» **Provided data**:

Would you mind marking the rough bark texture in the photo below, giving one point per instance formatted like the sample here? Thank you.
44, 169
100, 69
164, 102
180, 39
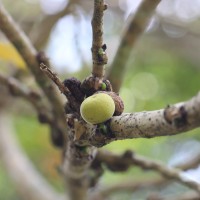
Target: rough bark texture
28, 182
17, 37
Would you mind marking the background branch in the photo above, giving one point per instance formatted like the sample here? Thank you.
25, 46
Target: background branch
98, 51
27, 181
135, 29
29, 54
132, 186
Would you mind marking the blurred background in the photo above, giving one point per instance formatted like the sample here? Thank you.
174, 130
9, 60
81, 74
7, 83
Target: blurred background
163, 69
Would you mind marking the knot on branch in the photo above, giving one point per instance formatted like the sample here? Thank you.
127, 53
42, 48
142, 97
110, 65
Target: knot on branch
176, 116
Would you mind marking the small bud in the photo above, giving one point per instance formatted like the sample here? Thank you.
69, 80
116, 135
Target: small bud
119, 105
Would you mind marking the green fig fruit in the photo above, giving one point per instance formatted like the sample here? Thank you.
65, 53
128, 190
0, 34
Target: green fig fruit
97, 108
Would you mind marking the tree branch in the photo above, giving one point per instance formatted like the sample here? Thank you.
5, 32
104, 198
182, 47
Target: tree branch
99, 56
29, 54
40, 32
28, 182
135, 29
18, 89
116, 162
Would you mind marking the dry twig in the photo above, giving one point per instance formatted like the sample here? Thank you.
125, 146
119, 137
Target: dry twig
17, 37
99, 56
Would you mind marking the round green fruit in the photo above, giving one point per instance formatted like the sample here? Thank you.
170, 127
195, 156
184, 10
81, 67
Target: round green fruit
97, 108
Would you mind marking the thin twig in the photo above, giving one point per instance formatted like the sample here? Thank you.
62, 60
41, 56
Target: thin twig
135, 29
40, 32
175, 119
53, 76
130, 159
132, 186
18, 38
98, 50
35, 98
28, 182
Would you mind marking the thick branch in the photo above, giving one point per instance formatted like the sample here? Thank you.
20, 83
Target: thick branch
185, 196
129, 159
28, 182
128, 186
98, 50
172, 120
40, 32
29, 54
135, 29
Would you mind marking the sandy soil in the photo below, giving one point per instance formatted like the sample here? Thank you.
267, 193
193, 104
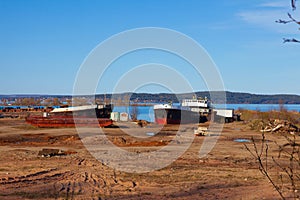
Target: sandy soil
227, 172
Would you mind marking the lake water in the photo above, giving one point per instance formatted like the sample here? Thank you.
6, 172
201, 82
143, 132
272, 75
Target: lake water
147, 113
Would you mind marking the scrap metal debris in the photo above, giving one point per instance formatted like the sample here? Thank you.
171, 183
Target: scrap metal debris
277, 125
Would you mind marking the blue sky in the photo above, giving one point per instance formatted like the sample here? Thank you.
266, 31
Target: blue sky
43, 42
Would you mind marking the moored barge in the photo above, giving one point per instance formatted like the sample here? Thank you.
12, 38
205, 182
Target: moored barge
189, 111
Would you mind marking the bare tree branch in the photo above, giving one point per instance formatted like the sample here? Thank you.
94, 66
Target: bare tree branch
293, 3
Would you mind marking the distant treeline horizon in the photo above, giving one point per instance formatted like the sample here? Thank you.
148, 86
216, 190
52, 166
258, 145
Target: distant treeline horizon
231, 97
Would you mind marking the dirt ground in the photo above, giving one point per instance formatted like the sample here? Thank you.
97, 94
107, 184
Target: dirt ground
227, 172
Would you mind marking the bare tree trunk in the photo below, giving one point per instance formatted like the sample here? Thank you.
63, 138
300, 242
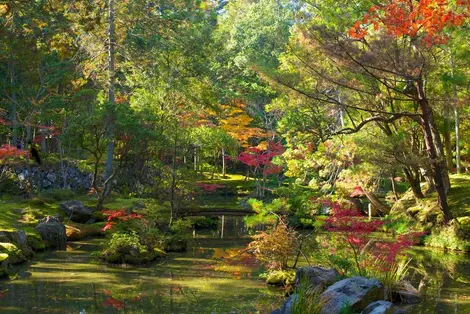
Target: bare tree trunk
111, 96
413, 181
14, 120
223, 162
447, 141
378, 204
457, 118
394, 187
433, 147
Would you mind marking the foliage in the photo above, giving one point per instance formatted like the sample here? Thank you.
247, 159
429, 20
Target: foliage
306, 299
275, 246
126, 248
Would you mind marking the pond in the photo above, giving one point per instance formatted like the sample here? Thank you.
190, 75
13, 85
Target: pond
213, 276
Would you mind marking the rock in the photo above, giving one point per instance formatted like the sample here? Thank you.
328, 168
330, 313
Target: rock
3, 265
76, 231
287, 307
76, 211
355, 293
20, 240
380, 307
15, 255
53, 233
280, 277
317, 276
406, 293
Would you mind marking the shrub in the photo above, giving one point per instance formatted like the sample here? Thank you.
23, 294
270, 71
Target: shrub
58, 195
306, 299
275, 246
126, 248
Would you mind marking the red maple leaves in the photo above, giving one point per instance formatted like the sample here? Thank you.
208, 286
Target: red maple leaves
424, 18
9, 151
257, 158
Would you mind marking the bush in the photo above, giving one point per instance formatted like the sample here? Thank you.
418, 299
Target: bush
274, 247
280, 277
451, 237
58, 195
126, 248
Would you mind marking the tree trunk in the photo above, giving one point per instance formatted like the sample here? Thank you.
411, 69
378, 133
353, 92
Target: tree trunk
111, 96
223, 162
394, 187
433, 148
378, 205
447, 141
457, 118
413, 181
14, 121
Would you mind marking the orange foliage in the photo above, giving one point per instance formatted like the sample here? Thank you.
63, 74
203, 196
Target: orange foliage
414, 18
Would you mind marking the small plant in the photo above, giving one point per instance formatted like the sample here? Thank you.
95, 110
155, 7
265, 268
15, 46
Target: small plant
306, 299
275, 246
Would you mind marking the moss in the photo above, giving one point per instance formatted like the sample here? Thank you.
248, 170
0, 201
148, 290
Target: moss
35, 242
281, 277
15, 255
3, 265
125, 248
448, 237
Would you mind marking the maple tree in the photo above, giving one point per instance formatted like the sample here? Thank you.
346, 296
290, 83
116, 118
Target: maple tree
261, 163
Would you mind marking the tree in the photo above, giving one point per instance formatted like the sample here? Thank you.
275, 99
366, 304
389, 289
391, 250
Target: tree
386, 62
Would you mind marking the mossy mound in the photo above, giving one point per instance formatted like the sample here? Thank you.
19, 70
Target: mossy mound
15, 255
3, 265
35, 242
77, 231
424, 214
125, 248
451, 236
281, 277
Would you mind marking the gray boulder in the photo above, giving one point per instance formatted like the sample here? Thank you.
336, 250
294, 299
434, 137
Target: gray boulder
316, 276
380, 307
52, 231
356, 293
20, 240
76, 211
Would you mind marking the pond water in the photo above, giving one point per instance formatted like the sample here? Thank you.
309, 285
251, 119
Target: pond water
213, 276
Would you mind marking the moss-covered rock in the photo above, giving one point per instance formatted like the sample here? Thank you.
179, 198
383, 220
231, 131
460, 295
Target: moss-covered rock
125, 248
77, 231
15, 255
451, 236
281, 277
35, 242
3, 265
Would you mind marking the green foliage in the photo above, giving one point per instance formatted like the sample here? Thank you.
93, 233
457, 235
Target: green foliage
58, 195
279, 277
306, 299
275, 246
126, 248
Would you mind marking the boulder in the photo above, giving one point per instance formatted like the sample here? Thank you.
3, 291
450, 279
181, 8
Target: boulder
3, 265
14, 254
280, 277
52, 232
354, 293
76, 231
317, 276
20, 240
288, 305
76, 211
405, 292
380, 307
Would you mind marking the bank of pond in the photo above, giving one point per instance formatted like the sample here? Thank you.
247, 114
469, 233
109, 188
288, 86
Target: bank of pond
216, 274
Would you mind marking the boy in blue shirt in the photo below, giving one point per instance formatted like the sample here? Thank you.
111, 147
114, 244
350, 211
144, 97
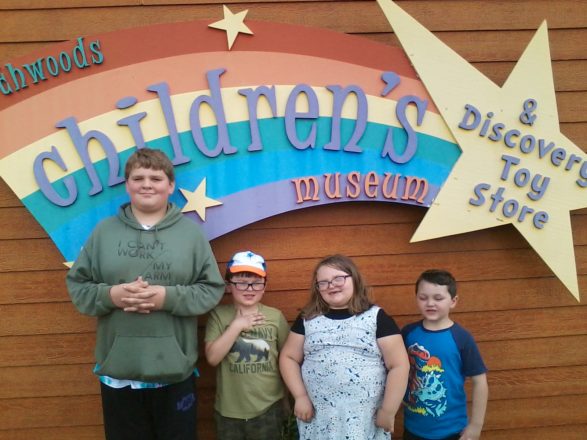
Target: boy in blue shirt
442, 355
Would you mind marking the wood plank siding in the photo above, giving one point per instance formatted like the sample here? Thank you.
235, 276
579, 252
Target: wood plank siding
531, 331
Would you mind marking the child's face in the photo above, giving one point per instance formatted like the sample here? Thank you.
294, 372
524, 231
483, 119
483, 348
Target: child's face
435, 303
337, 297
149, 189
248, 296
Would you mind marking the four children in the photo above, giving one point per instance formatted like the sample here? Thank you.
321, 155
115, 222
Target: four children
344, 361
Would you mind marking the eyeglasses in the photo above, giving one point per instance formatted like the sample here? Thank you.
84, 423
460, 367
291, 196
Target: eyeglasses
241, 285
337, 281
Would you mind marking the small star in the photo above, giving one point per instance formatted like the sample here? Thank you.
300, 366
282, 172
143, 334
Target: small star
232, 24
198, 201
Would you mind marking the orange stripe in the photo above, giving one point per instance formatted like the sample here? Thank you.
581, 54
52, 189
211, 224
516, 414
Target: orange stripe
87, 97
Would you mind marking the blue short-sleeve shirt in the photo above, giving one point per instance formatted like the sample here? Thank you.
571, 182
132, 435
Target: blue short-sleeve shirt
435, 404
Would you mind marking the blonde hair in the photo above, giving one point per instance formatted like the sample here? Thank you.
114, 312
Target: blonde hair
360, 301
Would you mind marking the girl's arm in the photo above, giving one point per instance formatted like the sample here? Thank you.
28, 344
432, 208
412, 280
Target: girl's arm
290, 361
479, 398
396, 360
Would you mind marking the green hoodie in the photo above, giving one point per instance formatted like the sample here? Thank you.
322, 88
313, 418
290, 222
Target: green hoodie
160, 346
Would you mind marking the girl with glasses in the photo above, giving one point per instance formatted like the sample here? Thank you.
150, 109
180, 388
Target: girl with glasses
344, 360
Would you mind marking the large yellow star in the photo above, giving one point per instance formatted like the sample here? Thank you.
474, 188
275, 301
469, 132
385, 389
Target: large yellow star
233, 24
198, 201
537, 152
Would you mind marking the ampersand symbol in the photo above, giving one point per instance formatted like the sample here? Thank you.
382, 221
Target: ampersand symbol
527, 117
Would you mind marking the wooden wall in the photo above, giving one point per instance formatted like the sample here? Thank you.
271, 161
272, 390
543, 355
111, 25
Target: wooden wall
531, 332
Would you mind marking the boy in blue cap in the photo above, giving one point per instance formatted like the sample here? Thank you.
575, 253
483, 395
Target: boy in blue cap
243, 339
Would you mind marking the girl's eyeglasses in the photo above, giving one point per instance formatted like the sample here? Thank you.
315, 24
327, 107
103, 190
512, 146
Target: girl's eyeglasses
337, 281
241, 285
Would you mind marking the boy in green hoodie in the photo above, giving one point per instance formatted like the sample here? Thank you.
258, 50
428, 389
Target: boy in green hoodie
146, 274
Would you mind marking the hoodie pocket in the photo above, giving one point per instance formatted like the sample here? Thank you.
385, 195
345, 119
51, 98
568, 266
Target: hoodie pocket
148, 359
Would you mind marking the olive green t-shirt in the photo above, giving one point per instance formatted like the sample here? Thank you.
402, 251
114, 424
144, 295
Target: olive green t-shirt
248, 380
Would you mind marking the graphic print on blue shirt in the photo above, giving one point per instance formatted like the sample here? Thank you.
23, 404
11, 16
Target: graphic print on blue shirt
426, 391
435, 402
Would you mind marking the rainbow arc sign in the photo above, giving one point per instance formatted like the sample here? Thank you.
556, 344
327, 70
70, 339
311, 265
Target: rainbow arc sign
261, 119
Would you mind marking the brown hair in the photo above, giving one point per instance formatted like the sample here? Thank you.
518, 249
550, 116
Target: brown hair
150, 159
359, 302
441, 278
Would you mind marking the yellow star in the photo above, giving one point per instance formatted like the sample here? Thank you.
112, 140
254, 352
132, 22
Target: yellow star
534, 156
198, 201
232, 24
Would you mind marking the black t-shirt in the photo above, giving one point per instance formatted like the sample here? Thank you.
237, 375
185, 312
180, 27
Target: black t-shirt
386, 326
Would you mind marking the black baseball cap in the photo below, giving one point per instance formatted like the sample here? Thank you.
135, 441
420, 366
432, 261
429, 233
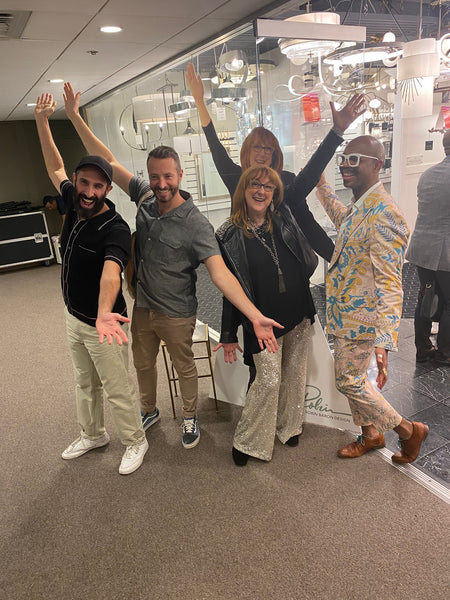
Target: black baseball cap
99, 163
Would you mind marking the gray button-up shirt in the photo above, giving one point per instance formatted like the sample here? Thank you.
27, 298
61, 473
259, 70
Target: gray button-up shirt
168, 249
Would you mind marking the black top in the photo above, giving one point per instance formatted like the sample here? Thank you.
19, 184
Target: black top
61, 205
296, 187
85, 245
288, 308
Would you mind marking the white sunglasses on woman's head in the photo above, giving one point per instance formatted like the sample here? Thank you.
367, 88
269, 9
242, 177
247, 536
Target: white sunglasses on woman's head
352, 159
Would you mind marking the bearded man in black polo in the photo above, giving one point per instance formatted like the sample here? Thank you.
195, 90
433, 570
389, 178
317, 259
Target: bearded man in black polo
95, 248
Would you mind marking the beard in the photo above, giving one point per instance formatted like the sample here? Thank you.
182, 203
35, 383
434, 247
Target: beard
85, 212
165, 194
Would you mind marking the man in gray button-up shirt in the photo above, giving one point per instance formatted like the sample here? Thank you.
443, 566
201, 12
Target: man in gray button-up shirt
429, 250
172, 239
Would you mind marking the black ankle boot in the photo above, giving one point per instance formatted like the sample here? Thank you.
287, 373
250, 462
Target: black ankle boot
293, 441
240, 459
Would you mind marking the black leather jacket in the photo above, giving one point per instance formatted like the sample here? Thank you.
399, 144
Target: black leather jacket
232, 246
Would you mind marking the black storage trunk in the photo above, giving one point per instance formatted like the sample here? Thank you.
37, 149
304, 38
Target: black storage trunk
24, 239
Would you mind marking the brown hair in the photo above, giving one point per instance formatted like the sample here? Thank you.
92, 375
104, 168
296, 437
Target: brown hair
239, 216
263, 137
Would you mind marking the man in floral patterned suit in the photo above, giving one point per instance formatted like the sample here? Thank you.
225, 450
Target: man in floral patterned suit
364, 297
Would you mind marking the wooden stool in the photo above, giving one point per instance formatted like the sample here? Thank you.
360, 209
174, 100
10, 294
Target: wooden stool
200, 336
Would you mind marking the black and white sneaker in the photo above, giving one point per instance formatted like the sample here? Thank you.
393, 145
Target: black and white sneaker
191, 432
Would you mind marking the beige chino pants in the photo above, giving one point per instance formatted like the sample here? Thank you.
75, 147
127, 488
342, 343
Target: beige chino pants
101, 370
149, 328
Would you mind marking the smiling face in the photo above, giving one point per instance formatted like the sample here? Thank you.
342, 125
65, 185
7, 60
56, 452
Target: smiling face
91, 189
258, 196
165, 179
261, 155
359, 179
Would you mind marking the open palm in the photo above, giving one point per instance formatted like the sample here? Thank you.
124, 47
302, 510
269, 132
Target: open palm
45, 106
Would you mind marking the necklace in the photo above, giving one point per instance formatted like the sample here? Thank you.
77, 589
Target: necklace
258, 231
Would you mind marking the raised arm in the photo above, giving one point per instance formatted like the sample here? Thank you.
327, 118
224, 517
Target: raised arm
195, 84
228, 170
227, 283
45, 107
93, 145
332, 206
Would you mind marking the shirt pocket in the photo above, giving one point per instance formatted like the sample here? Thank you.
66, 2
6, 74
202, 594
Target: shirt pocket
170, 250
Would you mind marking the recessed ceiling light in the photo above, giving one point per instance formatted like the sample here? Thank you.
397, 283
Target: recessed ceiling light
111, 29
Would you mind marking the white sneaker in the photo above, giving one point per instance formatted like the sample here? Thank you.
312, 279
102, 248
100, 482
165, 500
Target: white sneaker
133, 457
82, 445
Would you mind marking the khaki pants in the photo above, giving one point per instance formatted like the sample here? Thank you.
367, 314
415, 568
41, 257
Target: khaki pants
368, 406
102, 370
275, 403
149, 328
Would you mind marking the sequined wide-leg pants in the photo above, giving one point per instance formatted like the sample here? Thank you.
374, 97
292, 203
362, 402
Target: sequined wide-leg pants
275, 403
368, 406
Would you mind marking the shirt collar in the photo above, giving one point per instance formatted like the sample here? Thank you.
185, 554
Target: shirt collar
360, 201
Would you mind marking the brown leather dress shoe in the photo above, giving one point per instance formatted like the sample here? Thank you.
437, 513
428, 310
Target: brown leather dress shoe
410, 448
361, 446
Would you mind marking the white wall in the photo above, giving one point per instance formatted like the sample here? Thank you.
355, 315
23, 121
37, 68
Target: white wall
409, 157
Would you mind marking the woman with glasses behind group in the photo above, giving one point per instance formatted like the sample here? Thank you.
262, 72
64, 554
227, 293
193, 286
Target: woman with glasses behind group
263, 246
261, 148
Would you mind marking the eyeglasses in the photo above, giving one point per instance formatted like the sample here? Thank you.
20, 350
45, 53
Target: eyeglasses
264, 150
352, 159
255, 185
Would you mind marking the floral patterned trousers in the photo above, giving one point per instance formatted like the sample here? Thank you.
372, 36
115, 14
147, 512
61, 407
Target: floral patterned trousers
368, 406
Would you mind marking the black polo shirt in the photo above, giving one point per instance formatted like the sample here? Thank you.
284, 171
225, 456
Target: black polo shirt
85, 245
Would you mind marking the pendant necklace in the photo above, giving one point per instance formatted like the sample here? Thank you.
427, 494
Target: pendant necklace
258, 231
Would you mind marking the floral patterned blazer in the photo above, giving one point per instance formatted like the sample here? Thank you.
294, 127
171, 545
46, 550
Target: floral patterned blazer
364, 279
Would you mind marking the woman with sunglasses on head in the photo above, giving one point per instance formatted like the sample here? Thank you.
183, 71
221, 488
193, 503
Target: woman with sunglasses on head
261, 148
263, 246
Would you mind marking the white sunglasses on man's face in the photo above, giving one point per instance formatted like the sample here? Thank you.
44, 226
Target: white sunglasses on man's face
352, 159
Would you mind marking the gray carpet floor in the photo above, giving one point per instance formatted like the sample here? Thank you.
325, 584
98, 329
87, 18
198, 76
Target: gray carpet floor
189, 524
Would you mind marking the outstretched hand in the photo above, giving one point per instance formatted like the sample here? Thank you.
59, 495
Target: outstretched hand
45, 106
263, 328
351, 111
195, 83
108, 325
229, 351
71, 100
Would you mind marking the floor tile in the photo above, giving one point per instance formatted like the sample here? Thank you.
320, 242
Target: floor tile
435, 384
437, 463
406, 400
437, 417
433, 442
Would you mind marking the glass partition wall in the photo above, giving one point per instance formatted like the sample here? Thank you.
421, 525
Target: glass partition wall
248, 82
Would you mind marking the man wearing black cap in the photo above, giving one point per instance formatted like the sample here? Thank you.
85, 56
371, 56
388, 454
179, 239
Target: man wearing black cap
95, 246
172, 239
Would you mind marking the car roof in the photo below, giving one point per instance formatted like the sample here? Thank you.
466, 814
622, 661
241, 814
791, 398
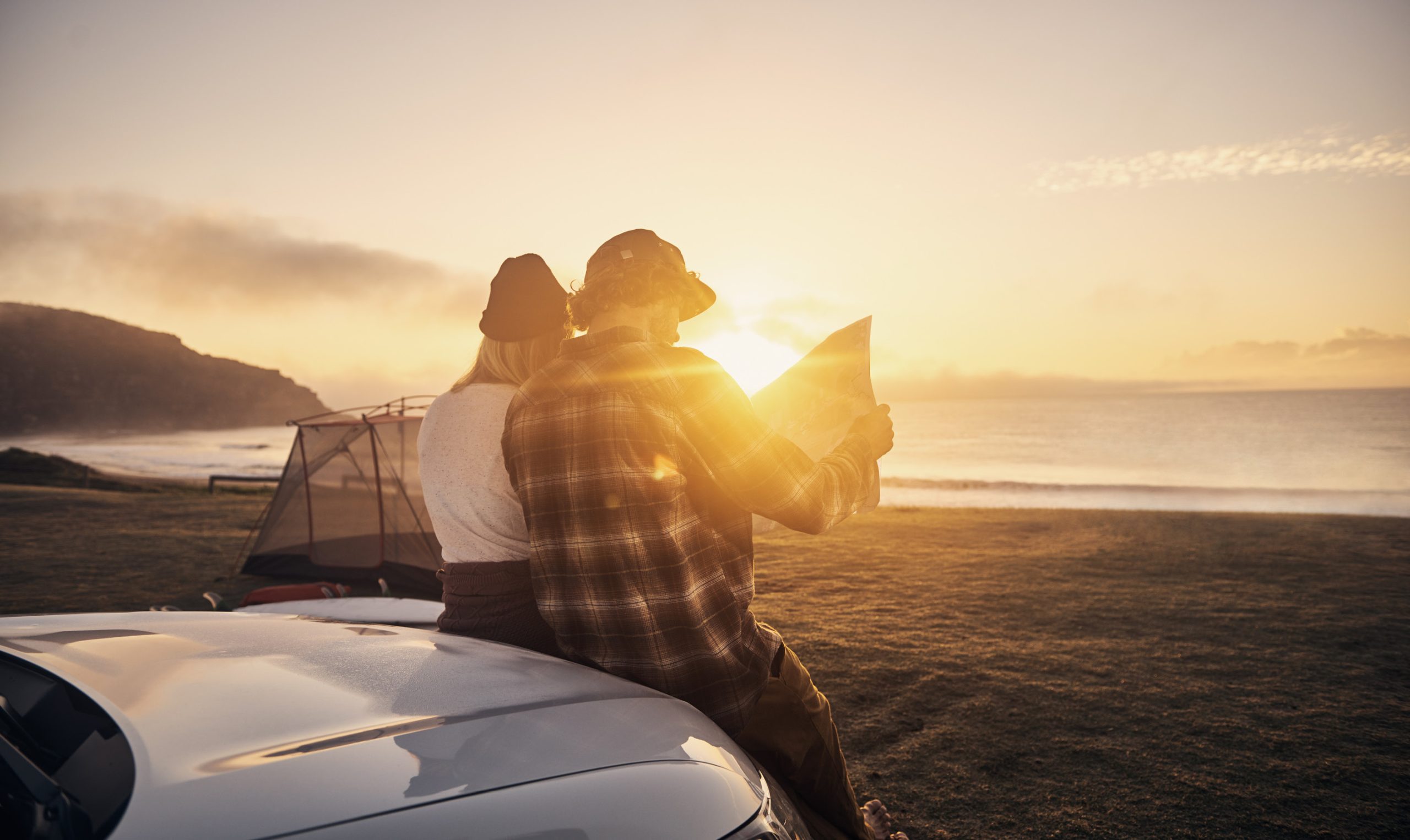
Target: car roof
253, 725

» **Exercise prompt**:
Swap every "outstretched hand" for "open hand" and give back the stretch of material from the line containing "Would you mind marking the gray carpet" through the end, with nothing else changed. Leave the pictures out of your answer.

» **Answer to the problem**:
Would you mind marking the gray carpet floor in the photo above, giving one point per instance formatted like the sample here? Thank you.
325, 584
98, 329
87, 18
198, 76
Target: gray carpet floor
189, 524
Would you mind marking the open hand in the photo above, giving one point per instance formatted like the sample here? Thank you.
59, 495
Target: open hand
45, 106
263, 328
351, 111
195, 83
108, 325
229, 351
71, 100
Would you mind marking the floor tile in the photo above, giving one point per instance formatted like the sample here? Thank you.
320, 242
Target: floor tile
435, 384
437, 463
406, 400
437, 417
433, 442
Would you mind marking the glass partition wall in the photo above, giving one point per instance formatted like the sample here? Thank you.
421, 525
Target: glass partition wall
248, 82
Would you mind marking the man wearing black cap in the photo above, giving one point per instance formatted like the sample here? Thank you.
85, 56
371, 56
388, 454
179, 239
Target: man wearing black cap
95, 246
172, 239
Would you mind marking the car roof in the photo below, giving one point per instance formatted like the sample here? Thank you.
466, 814
622, 661
241, 814
791, 398
Target: car roof
253, 725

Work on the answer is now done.